_The request_
From the line that includes "point: the road surface, one" to the last line of the data, quote each line precisely; both boundary lines belong in the answer.

-- Start of Data provided --

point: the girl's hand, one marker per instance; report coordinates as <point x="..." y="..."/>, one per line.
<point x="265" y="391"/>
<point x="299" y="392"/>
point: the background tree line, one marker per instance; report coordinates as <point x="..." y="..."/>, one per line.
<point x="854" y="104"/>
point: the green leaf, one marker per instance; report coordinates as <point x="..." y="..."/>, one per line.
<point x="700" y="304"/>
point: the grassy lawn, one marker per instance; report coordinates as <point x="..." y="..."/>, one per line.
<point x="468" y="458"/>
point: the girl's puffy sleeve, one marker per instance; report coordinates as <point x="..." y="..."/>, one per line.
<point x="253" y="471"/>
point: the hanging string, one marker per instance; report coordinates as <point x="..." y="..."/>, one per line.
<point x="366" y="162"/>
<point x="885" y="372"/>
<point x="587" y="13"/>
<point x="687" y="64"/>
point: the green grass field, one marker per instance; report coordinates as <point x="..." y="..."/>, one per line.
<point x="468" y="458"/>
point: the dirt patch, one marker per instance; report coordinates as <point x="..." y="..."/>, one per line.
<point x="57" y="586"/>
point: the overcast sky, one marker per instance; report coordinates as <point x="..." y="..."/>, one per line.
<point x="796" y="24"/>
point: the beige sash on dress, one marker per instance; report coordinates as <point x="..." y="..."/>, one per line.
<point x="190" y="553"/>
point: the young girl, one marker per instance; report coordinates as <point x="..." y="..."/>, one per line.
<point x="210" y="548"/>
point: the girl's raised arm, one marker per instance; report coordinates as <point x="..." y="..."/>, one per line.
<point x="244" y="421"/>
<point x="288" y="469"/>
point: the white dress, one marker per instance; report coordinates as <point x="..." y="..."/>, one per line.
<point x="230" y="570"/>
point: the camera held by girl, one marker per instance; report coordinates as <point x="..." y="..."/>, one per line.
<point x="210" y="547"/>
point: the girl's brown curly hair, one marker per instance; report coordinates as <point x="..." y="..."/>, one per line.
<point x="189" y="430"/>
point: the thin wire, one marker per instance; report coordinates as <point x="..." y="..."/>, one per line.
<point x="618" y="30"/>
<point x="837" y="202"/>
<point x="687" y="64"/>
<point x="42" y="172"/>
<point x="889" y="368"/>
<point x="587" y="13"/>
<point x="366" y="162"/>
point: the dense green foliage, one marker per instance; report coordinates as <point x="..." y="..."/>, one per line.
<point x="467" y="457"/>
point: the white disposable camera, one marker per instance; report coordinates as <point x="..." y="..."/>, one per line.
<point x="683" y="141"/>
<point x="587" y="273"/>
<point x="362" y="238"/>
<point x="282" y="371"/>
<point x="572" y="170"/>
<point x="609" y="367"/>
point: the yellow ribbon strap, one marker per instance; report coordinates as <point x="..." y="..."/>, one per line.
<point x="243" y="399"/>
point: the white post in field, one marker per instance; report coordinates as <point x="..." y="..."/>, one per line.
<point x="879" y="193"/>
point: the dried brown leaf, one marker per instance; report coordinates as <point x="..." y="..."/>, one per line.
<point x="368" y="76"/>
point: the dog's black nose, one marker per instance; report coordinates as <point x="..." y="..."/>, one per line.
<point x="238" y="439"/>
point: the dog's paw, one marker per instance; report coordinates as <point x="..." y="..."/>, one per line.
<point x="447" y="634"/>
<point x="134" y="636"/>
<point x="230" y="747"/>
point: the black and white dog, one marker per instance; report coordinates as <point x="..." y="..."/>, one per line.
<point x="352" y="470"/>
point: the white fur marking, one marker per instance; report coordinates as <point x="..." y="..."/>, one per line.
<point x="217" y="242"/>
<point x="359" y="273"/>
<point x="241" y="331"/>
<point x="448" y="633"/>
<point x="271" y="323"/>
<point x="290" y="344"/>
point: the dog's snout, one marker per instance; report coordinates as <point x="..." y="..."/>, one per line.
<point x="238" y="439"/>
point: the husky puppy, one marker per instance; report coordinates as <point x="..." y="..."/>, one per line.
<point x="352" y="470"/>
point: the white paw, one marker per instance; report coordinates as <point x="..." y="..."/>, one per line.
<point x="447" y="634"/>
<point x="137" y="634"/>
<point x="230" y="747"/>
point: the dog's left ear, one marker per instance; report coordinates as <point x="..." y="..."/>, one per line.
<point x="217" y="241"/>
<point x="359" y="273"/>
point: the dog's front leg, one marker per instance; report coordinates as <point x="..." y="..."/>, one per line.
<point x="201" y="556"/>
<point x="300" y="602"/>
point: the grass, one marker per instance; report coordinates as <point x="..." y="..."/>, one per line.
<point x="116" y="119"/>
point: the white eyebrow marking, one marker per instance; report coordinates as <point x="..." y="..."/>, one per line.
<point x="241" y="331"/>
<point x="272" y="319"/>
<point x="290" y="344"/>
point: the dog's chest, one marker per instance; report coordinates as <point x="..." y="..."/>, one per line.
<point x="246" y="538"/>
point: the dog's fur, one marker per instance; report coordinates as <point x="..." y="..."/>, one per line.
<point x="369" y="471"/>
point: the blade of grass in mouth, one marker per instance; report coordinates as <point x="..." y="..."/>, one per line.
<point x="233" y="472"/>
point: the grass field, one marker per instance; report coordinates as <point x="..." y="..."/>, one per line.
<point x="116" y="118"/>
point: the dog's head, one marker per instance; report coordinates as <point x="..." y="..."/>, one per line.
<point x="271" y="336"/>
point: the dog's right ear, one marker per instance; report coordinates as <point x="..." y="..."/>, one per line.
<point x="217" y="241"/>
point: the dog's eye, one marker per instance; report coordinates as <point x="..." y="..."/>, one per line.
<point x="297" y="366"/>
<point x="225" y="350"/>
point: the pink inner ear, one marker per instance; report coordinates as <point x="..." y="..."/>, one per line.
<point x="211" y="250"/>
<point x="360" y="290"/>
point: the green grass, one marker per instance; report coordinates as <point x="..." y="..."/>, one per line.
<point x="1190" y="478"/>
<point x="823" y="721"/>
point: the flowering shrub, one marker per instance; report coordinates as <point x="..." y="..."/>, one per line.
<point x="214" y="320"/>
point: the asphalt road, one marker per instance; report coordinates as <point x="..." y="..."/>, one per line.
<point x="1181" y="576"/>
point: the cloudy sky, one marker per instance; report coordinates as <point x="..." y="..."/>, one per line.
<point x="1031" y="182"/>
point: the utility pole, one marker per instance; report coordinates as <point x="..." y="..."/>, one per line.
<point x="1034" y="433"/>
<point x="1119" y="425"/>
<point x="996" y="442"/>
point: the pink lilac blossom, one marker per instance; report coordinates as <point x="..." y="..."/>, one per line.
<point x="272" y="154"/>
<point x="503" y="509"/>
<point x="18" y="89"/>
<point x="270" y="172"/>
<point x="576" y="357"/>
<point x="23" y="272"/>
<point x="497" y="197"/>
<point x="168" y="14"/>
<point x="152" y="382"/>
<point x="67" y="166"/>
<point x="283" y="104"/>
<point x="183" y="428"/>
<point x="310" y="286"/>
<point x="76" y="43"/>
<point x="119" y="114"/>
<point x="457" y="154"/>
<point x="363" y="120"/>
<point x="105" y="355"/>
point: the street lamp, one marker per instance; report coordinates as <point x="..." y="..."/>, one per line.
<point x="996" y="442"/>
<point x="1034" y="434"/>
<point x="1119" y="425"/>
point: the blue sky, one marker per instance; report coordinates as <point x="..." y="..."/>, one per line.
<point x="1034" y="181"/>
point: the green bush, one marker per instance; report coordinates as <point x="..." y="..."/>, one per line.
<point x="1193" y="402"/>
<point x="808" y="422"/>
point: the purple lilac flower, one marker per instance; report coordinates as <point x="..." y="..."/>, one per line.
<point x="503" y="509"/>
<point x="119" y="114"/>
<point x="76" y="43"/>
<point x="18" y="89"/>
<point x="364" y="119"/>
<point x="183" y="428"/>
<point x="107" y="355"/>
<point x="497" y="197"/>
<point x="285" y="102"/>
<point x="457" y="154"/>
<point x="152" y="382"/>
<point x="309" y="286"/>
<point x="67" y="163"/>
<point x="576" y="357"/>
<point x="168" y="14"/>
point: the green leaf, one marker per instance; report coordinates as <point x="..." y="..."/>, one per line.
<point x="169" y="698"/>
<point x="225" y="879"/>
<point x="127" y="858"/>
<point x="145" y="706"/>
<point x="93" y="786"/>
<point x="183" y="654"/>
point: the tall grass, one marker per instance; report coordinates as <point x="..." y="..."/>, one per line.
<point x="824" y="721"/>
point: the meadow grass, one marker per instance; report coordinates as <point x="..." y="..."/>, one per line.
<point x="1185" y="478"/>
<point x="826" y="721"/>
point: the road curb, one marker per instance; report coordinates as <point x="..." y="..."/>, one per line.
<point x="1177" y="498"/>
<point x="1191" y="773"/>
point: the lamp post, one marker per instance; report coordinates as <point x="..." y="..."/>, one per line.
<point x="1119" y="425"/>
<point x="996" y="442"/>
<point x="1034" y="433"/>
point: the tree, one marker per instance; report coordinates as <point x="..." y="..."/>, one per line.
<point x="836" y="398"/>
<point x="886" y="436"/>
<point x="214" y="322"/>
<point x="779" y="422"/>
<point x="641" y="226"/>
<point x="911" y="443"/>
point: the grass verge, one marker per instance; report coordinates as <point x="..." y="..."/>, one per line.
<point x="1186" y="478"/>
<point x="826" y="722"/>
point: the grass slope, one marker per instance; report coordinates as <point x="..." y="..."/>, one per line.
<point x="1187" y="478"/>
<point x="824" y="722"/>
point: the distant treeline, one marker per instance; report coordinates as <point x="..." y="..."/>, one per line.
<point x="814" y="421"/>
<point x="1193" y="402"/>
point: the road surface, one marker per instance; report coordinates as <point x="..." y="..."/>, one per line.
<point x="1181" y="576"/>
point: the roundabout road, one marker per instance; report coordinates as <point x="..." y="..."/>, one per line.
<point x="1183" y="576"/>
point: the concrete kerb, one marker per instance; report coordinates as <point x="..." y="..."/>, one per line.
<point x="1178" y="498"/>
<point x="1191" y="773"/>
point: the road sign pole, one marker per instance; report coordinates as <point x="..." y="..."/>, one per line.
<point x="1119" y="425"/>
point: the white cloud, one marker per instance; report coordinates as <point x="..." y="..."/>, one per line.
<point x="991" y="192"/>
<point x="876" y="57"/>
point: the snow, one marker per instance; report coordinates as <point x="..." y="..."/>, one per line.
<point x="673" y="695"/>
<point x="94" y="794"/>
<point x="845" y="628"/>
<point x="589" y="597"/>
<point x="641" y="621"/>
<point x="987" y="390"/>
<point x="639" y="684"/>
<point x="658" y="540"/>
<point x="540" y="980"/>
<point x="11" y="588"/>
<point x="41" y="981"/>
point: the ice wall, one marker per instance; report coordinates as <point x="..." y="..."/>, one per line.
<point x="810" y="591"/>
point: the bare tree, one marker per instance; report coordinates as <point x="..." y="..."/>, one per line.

-- End of Data provided --

_Solution to the problem_
point: the road surface, one marker per instance; report coordinates as <point x="..." y="..."/>, one per line.
<point x="1181" y="576"/>
point: the roundabout road, one marker per instance; report coordinates as <point x="..." y="..."/>, one per line.
<point x="1183" y="576"/>
point: the concrete kerb, one marker per instance; report coordinates as <point x="..." y="..."/>, one per line.
<point x="1178" y="498"/>
<point x="1191" y="773"/>
point: the road sign pole, one marker per instance; report coordinates as <point x="..." y="..."/>, one per line.
<point x="1119" y="425"/>
point: the white cloud, one marker per instance; report coordinates as <point x="..." y="..."/>, one per line.
<point x="991" y="192"/>
<point x="876" y="57"/>
point: the snow, one marker per instance; report coordinates as <point x="..." y="..."/>, one per line.
<point x="673" y="695"/>
<point x="94" y="794"/>
<point x="845" y="628"/>
<point x="589" y="597"/>
<point x="641" y="621"/>
<point x="987" y="390"/>
<point x="639" y="684"/>
<point x="658" y="540"/>
<point x="540" y="980"/>
<point x="11" y="588"/>
<point x="41" y="981"/>
point: the ice wall, one marker per instance; report coordinates as <point x="..." y="..."/>, one per line.
<point x="810" y="591"/>
point: the bare tree, one marker per instance; report coordinates as <point x="..." y="..."/>, one per line.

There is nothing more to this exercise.